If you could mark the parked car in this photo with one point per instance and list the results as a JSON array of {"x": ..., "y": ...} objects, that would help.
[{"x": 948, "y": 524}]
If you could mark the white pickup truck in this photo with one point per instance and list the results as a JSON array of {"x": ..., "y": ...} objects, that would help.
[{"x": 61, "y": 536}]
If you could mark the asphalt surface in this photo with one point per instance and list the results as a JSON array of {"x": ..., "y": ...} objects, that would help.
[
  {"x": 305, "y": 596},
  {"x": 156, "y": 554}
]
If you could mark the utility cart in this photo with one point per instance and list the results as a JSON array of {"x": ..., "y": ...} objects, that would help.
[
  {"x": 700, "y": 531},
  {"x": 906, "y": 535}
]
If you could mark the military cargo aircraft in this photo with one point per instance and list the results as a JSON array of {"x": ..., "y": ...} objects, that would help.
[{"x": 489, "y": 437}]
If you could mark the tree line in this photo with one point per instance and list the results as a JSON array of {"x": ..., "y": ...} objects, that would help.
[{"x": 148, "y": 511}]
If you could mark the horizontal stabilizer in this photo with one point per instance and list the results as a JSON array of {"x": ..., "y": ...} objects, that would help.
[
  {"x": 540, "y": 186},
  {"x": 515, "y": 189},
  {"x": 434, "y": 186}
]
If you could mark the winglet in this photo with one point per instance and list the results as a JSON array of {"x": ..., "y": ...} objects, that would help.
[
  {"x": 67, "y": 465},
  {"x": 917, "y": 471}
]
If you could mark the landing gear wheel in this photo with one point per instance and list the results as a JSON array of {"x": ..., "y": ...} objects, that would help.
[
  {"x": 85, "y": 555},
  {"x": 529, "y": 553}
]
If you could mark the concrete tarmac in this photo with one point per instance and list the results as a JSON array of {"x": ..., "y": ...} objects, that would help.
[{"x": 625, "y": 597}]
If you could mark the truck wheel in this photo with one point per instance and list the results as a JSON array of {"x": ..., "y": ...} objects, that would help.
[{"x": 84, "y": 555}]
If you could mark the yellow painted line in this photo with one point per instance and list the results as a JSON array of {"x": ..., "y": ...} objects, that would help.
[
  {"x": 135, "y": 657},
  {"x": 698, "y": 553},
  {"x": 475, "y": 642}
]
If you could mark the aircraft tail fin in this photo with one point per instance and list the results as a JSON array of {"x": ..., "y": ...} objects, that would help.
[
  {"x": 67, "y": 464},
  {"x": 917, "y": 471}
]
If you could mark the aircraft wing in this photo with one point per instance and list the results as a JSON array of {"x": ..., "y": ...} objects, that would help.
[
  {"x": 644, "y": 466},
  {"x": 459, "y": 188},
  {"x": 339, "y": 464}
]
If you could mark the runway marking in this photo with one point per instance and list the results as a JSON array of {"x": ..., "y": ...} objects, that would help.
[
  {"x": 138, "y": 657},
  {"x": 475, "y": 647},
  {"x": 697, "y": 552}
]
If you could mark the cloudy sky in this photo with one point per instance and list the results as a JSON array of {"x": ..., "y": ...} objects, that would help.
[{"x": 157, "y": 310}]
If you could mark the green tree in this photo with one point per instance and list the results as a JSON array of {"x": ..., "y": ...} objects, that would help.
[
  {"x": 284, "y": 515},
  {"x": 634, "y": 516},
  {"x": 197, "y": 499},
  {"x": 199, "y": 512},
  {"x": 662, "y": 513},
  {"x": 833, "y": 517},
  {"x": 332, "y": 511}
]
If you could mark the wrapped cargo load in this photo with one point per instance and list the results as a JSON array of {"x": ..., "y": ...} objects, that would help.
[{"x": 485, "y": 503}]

┄┄┄┄┄┄┄┄┄┄┄┄┄┄┄┄┄┄┄┄

> **Instruction**
Give an exact repetition of all the material.

> **Solved exercise**
If you could mark the parked car in this photo with one point per instance and list the results as a JSON array of {"x": ..., "y": ...} objects, that would help.
[{"x": 948, "y": 524}]
If you could mark the white pickup truck in this photo with one point per instance and list the results as a JSON array of {"x": ..., "y": ...} objects, that would help.
[{"x": 61, "y": 536}]
If you could mark the asphalt surface in this photo with one point per instance and list the results as a JSON array of {"x": ..., "y": ...} objects, that would help.
[
  {"x": 305, "y": 596},
  {"x": 156, "y": 554}
]
If you could mark the utility cart in this photo with one point per instance and list the results as a JSON array of {"x": ..., "y": ...} objects, that would help.
[
  {"x": 700, "y": 531},
  {"x": 906, "y": 535}
]
If you could mark the military cargo aircraft in this photo with one point per instance and list the results as a JSON array of {"x": ..., "y": ...} objects, that would help.
[{"x": 489, "y": 437}]
If you could mark the tree line in this photo with one point per instance and list the results as a JSON array of {"x": ..., "y": ...} objects, that would help.
[{"x": 148, "y": 511}]
If you could mark the horizontal stabilizer in this photo with one point per instance and list the results as a JSON array of {"x": ..., "y": ...} objects, that would help.
[
  {"x": 540, "y": 186},
  {"x": 515, "y": 189},
  {"x": 434, "y": 186}
]
If you could mark the winglet in this photo with one point per instance and list the results as a JSON array of {"x": ..., "y": ...} objects, that would help.
[
  {"x": 67, "y": 465},
  {"x": 917, "y": 471}
]
If you could mark the landing gear wheel in this photo with one point per instance and list the results as a JSON array of {"x": ..., "y": ...} objects, that would help.
[
  {"x": 85, "y": 555},
  {"x": 529, "y": 553}
]
If you could mark the concrete tarmac in this photo with one point per instance and list the results as a JSON array of {"x": ..., "y": ...} objects, that would help.
[{"x": 625, "y": 597}]
If you could mark the truck wheel in this photo with one point per instance and list the results as a JSON array of {"x": ..., "y": ...} objects, that would help.
[{"x": 84, "y": 555}]
If you could mark the yellow painted line in this photo with one point per instance and list the results as a JSON array of {"x": ..., "y": ...} objects, that would help.
[
  {"x": 135, "y": 657},
  {"x": 698, "y": 553},
  {"x": 475, "y": 642}
]
If you could mark the aircraft tail fin in this photo with one point per instance and list the results as a JSON array of {"x": ..., "y": ...} objects, that would help.
[
  {"x": 67, "y": 464},
  {"x": 917, "y": 471}
]
If you could mark the aircraft wing in this photo with one point per instance and list the results as a JSON array of {"x": ..., "y": ...} objects, that would help.
[
  {"x": 644, "y": 466},
  {"x": 459, "y": 188},
  {"x": 339, "y": 464}
]
If you could mark the runway marking in this photo with one point per instance and list the results as a JSON array of {"x": ..., "y": ...} objects, that would help.
[
  {"x": 138, "y": 657},
  {"x": 475, "y": 647},
  {"x": 697, "y": 552}
]
If you could mark the cloudy sky in this photo with one point per instance and list the results as a JSON array of {"x": ..., "y": ...} objects, that would help.
[{"x": 157, "y": 310}]
If you could mark the green tree in this photo with one point per instance and list the results as a JSON array of {"x": ..., "y": ...} objects, that would help.
[
  {"x": 284, "y": 515},
  {"x": 634, "y": 516},
  {"x": 197, "y": 499},
  {"x": 199, "y": 512},
  {"x": 662, "y": 513},
  {"x": 833, "y": 517},
  {"x": 332, "y": 511}
]
If you could mark the wrapped cargo load in this photo with one point per instance and list the results as a JSON array of {"x": ..., "y": ...} objects, that would help.
[{"x": 485, "y": 503}]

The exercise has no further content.